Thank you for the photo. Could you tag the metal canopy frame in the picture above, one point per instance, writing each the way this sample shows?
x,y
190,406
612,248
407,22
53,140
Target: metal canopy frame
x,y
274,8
::::
**Activity:** Nothing in the data above should change. Please copy it all.

**Worked solution:**
Thank you for the photo. Could you tag the metal canopy frame in the picture above, one point per instance, writing each the way this sample shows?
x,y
190,406
612,248
407,22
53,140
Target: metal canopy frame
x,y
274,8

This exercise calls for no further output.